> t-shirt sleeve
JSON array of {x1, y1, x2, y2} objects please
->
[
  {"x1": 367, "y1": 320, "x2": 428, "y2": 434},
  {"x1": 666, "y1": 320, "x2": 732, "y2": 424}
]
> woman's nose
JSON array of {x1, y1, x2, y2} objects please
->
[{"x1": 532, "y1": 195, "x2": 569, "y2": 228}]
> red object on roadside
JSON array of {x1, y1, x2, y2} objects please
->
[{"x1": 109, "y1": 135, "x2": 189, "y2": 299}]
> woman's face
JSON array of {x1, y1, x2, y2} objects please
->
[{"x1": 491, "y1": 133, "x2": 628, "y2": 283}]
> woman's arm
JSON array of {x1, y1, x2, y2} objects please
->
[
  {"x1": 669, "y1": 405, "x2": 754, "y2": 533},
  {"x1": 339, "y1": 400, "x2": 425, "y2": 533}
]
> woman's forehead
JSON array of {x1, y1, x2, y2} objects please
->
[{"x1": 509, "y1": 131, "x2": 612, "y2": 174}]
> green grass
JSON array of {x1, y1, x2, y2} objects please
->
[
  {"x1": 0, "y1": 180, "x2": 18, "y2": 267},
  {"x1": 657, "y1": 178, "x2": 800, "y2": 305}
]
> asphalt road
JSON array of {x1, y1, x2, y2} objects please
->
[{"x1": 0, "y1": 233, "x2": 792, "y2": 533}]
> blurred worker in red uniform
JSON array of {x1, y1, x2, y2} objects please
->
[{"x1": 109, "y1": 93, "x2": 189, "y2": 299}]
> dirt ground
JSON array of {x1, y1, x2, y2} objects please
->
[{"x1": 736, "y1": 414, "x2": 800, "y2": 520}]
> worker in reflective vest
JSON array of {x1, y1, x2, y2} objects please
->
***
* Exercise task *
Retype all of the material above line for line, without changing anything.

* Final result *
> t-shirt sleeve
JSON array of {x1, y1, x2, y2} objects please
->
[
  {"x1": 367, "y1": 320, "x2": 428, "y2": 434},
  {"x1": 666, "y1": 320, "x2": 732, "y2": 424}
]
> woman's nose
JSON array of {x1, y1, x2, y2} objects please
->
[{"x1": 532, "y1": 195, "x2": 569, "y2": 228}]
> red object on roadside
JSON array of {x1, y1, x2, y2} objects please
->
[{"x1": 109, "y1": 135, "x2": 189, "y2": 299}]
> woman's face
JSON array of {x1, y1, x2, y2} objects please
->
[{"x1": 491, "y1": 133, "x2": 628, "y2": 283}]
> woman's arm
JSON array of {x1, y1, x2, y2} objects please
->
[
  {"x1": 669, "y1": 405, "x2": 754, "y2": 533},
  {"x1": 339, "y1": 400, "x2": 425, "y2": 533}
]
> woman's forehead
JSON array of {x1, y1, x2, y2} objects please
->
[{"x1": 509, "y1": 131, "x2": 612, "y2": 174}]
> green grass
JSON array of {x1, y1, x2, y2} objects please
->
[
  {"x1": 0, "y1": 180, "x2": 18, "y2": 267},
  {"x1": 657, "y1": 178, "x2": 800, "y2": 305}
]
> asphalt road
JSON array of {x1, y1, x2, y2} objects please
->
[{"x1": 0, "y1": 233, "x2": 792, "y2": 533}]
> blurred worker in red uniform
JSON array of {x1, y1, x2, y2} objects please
->
[{"x1": 109, "y1": 93, "x2": 189, "y2": 299}]
> dirt ground
JSON array of {x1, y1, x2, y2} objects please
->
[{"x1": 736, "y1": 414, "x2": 800, "y2": 520}]
> worker in reflective vest
JSON array of {x1, y1, x2, y2} objects please
->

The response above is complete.